## [Given instruction A]
Echo the Gauss-Markov passage word for word, from "Adding assumption 5" up to and including "exact, not approximate.".

-- Selected passage start --

The Gauss-Markov & Gaussian Assumptions

Every result in classical regression — unbiasedness, efficiency, exact t and F tests — rests on five assumptions about the data-generating process. These are assumptions about OLS specifically. Other estimators (MLE, MoM, GMM) have their own regularity conditions. But since OLS is the workhorse of applied economics, these five assumptions are where inference begins.

The assumptions

For the linear model \(y = X\beta + \varepsilon\):

# Assumption Formal statement What it gives you
1 Linearity \(y = X\beta + \varepsilon\) Model is correctly specified
2 Strict exogeneity \(E[\varepsilon \mid X] = 0\) OLS is unbiased
3 No perfect multicollinearity \(\text{rank}(X) = k\) \((X'X)^{-1}\) exists, estimates are unique
4 Spherical errors \(\text{Var}(\varepsilon \mid X) = \sigma^2 I\) OLS is BLUE, standard errors are correct
5 Normality \(\varepsilon \mid X \sim N(0, \sigma^2 I)\) t and F are exact in finite samples

Two tiers

Assumptions 1–4 are the Gauss-Markov conditions. Under these, OLS is the Best Linear Unbiased Estimator (BLUE) — no other linear unbiased estimator has smaller variance. But you don’t yet know the exact distribution of \(\hat{\beta}\), so you can’t do exact finite-sample inference.

Adding assumption 5 upgrades you to the classical normal linear model. Now t-statistics follow \(t_{n-k}\) exactly and F-statistics follow \(F_{q,\,n-k}\) exactly, even with \(n = 20\). This is the world where all the textbook formulas — confidence intervals, p-values, prediction intervals — are exact, not approximate.

What about large samples? Without normality but with assumptions 1–4, the CLT still delivers: \(t \xrightarrow{d} N(0,1)\) as \(n \to \infty\). So in large samples, you can drop assumption 5 and still do valid inference. This is why applied econometrics rarely tests for normality — with \(n\) in the thousands, it doesn’t matter. The assumptions that do matter regardless of sample size are exogeneity (2) and homoskedasticity (4).

Three roads to \(\hat{\beta} = (X'X)^{-1}X'y\)

OLS isn’t just one estimator — it’s the point where three different estimation philosophies converge.

-- Selected passage end --
-- Provided records start --

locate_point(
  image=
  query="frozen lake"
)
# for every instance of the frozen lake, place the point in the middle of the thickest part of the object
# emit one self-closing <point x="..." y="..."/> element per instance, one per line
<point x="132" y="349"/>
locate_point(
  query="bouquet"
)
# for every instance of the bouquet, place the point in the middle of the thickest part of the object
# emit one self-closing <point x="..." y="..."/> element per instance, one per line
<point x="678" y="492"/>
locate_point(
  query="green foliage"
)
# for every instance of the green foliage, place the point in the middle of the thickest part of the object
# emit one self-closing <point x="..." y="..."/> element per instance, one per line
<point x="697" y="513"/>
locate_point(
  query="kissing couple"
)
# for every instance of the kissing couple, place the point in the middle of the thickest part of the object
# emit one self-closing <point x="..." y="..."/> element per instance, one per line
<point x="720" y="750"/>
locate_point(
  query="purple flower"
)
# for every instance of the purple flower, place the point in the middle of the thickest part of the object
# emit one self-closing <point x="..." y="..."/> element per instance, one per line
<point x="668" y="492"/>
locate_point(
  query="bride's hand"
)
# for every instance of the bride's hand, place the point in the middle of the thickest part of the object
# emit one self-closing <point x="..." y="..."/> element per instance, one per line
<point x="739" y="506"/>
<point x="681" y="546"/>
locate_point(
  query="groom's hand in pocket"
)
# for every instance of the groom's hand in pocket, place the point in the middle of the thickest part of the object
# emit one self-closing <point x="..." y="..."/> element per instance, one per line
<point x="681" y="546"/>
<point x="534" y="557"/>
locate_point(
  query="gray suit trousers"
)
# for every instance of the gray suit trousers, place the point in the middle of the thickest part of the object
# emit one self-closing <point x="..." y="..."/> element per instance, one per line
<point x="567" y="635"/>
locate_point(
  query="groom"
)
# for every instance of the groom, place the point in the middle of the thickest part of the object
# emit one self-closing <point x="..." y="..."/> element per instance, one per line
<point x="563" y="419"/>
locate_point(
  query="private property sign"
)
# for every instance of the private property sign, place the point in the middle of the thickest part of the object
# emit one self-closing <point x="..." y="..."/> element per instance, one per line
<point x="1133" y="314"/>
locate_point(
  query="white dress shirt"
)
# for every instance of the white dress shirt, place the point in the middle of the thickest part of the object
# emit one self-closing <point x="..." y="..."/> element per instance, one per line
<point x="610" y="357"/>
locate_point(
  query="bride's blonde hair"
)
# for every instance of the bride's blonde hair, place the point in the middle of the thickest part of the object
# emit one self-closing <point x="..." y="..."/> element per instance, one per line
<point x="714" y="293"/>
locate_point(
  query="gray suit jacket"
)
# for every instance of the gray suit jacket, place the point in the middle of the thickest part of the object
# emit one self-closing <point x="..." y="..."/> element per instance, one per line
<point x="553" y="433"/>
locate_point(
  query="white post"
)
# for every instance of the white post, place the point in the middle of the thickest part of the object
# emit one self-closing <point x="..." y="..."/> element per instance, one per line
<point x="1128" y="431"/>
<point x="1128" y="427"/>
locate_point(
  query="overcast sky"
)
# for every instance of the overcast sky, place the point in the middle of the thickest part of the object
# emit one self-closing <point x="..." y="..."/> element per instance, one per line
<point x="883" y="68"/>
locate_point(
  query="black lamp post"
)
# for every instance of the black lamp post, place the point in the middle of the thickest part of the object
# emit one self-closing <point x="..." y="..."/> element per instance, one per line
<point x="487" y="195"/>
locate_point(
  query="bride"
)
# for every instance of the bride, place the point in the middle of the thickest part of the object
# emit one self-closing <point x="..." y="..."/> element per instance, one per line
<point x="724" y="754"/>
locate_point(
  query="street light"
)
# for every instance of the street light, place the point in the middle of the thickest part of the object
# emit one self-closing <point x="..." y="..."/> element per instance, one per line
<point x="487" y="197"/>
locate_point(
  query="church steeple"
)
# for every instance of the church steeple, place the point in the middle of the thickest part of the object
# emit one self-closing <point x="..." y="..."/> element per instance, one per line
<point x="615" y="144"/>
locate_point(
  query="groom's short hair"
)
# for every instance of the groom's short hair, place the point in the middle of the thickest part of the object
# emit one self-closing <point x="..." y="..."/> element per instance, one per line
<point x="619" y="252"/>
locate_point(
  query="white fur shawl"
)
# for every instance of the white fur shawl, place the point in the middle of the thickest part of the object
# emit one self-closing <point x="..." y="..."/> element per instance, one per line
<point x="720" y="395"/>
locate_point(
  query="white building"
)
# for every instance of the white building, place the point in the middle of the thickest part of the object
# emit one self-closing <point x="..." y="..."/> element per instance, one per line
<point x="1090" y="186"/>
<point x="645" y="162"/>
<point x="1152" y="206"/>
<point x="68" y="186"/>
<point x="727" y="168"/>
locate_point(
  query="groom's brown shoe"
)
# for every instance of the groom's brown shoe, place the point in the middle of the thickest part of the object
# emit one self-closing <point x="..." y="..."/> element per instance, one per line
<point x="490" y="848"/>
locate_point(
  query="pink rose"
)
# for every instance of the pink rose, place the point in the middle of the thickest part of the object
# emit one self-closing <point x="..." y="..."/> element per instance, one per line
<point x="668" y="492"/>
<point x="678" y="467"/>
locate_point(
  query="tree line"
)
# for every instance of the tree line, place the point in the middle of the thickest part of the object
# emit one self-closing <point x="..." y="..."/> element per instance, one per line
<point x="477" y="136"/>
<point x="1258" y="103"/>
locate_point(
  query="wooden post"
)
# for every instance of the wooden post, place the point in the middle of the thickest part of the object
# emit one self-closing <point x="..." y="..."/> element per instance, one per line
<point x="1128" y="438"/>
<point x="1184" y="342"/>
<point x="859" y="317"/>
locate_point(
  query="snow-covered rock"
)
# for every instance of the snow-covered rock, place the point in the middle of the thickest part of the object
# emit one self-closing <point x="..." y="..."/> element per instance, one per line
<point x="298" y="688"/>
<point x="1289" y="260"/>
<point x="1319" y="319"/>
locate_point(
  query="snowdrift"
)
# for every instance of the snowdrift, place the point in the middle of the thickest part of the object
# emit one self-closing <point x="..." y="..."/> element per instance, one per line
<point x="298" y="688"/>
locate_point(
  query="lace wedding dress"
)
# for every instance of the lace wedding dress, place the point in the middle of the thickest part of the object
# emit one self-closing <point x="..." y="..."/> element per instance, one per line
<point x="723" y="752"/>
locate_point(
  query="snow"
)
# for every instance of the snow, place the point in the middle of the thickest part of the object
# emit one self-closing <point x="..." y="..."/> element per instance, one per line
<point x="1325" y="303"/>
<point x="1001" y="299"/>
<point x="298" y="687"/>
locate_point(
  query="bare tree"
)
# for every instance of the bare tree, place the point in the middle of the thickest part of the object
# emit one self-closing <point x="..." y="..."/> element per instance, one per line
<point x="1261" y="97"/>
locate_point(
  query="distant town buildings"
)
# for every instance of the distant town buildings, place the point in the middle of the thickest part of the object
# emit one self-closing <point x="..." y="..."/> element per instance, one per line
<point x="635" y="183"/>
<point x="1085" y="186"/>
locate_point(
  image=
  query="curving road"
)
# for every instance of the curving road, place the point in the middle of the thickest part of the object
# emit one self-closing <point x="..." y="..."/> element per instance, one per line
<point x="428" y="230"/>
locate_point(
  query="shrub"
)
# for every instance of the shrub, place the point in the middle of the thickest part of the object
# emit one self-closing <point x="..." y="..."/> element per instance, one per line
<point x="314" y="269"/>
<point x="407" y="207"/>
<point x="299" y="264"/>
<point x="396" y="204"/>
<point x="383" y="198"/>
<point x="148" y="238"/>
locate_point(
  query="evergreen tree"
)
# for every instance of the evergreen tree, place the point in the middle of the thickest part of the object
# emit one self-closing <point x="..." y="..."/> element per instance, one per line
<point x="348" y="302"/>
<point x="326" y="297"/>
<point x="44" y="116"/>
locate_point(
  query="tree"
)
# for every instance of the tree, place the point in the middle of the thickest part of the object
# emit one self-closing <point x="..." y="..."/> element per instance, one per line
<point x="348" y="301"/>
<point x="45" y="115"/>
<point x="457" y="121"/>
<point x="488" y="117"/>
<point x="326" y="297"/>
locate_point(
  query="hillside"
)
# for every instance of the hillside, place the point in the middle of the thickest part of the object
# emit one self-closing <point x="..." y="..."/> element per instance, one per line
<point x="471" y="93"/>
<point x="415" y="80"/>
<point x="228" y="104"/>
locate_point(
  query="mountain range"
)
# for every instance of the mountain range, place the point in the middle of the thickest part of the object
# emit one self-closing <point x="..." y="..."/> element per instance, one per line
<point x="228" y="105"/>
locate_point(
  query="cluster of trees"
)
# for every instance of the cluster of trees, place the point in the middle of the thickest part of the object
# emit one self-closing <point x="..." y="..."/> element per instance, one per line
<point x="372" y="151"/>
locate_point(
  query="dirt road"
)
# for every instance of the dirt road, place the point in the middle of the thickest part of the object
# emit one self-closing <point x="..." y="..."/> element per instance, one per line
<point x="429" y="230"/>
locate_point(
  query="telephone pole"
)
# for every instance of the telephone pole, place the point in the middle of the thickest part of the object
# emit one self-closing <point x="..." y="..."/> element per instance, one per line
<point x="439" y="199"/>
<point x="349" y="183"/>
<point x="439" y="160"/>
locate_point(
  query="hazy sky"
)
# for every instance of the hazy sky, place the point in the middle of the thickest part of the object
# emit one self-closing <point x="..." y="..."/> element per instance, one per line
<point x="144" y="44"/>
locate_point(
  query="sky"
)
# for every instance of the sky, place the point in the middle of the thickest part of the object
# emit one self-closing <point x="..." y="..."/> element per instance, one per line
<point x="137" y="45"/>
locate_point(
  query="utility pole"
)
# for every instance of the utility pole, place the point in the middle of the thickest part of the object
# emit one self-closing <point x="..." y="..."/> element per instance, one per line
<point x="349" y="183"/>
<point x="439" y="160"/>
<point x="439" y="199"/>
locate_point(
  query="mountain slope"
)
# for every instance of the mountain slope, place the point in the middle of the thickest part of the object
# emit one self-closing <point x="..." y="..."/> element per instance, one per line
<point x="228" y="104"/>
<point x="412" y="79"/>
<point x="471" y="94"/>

-- Provided records end --

## [Given instruction B]
Report each line of the records that contains the string "short", copying every such line in full.

## [Exercise output A]
Adding assumption 5 upgrades you to the classical normal linear model. Now t-statistics follow \(t_{n-k}\) exactly and F-statistics follow \(F_{q,\,n-k}\) exactly, even with \(n = 20\). This is the world where all the textbook formulas — confidence intervals, p-values, prediction intervals — are exact, not approximate.

## [Exercise output B]
  query="groom's short hair"
# for every instance of the groom's short hair, place the point in the middle of the thickest part of the object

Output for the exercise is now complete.